(Dataset rows)
--- --- ---

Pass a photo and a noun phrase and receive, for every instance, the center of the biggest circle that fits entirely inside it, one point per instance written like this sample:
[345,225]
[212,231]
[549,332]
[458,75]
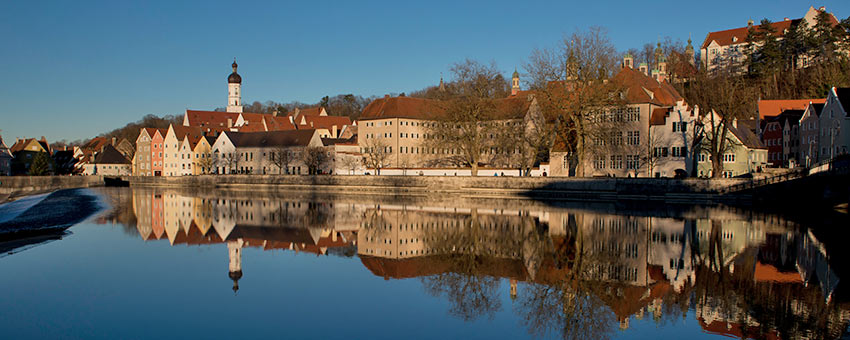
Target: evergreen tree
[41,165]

--- --- ---

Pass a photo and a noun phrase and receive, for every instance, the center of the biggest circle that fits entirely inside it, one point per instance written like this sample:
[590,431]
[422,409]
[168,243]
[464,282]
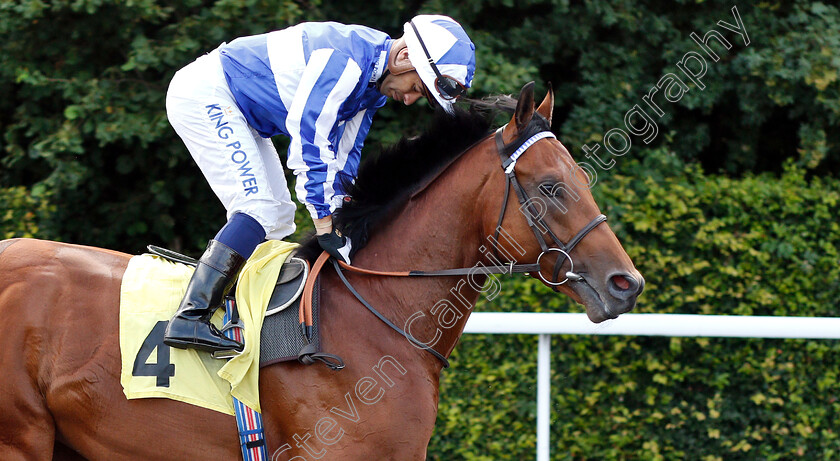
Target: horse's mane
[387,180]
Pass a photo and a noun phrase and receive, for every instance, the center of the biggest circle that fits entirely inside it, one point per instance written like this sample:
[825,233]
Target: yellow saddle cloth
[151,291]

--- --- ---

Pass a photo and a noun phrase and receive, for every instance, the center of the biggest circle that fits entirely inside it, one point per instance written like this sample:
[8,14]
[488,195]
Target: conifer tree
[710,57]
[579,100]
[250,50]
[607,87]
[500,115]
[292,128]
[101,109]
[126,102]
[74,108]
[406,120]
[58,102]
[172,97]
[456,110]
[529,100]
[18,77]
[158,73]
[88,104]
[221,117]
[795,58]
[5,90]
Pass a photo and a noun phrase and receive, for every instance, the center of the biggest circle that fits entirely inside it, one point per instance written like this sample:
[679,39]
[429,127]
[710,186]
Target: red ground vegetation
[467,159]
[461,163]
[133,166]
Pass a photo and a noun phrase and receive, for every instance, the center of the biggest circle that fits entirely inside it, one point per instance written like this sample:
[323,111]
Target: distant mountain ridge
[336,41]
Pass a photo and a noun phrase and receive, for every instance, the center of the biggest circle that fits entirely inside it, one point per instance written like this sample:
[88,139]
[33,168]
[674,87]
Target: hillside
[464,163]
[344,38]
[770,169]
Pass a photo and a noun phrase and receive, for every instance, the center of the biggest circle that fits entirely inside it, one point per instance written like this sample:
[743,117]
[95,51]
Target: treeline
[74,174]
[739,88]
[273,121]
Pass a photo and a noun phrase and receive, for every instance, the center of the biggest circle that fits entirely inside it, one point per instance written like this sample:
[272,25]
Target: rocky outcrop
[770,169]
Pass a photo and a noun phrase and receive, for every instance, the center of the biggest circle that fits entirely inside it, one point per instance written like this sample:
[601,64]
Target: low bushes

--- --- ---

» Work to be completed
Select every line of the items above that contains the word "Target" and copy those lines out.

» Exercise answer
Target: evergreen tree
Target: horse's mane
Target: yellow saddle cloth
Target: conifer tree
Target: red ground vegetation
Target: distant mountain ridge
Target: hillside
Target: treeline
Target: rocky outcrop
Target: low bushes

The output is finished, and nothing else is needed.